What is being asked
Transcribe the rest of the listing below, starting with the line that contains "50L488 41L479 48L471" and ending with the last line, exactly as written.

Supplied data
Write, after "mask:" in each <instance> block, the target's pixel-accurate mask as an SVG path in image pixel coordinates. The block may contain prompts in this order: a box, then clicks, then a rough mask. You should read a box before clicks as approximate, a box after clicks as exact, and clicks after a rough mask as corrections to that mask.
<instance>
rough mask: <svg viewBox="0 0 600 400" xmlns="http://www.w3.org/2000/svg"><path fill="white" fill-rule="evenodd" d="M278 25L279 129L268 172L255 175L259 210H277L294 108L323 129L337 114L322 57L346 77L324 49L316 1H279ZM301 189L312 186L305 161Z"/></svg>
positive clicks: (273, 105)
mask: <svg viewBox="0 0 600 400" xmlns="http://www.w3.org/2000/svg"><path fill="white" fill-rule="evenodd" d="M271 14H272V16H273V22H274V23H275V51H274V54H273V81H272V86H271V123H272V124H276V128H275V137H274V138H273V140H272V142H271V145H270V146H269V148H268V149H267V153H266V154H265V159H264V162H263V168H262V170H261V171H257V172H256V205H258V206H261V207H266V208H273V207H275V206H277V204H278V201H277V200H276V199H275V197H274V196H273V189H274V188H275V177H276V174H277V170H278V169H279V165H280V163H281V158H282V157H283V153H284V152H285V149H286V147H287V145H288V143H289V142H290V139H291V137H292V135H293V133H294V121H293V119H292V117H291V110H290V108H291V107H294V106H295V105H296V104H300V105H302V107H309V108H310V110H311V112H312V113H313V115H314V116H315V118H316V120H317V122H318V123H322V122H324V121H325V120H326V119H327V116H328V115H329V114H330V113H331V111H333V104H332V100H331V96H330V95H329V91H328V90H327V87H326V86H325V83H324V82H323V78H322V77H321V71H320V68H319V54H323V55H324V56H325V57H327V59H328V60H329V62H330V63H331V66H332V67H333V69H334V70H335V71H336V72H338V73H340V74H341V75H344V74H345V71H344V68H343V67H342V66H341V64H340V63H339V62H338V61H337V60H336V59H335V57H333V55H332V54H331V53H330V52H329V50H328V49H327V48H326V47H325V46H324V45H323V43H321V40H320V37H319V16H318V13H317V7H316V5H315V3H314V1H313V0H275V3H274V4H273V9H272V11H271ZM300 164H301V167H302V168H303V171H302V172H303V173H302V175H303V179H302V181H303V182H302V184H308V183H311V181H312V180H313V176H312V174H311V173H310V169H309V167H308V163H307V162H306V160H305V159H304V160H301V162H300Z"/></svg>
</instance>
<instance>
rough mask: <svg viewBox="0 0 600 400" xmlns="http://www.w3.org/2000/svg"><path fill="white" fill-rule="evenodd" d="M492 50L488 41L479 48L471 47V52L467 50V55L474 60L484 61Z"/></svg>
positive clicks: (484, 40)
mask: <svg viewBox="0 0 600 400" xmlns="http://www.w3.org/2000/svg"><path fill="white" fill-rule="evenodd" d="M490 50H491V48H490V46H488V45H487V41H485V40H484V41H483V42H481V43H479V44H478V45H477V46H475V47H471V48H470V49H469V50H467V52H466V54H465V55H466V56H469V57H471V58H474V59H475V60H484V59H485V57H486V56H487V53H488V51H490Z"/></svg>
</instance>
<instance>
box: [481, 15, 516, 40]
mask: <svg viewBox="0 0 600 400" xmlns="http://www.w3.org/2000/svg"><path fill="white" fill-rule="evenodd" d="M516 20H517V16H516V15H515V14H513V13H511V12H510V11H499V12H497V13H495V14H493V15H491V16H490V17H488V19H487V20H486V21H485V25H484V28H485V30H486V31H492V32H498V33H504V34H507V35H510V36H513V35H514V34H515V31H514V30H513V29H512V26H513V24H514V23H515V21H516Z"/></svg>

Result
rough mask: <svg viewBox="0 0 600 400" xmlns="http://www.w3.org/2000/svg"><path fill="white" fill-rule="evenodd" d="M492 50L488 41L479 48L471 47V52L467 50V55L474 60L484 61Z"/></svg>
positive clicks: (484, 40)
mask: <svg viewBox="0 0 600 400" xmlns="http://www.w3.org/2000/svg"><path fill="white" fill-rule="evenodd" d="M490 50H491V48H490V46H488V45H487V41H485V40H484V41H483V42H481V43H479V44H478V45H477V46H475V47H471V48H470V49H469V50H467V52H466V54H465V55H466V56H469V57H471V58H474V59H475V60H484V59H485V57H486V56H487V53H488V51H490Z"/></svg>
</instance>
<instance>
box: [481, 15, 516, 40]
mask: <svg viewBox="0 0 600 400" xmlns="http://www.w3.org/2000/svg"><path fill="white" fill-rule="evenodd" d="M516 20H517V16H516V15H515V14H513V13H511V12H510V11H499V12H497V13H495V14H493V15H491V16H490V17H488V19H487V20H486V21H485V25H484V28H485V30H486V31H492V32H498V33H504V34H507V35H510V36H513V35H514V34H515V31H514V30H513V29H512V26H513V24H514V23H515V21H516Z"/></svg>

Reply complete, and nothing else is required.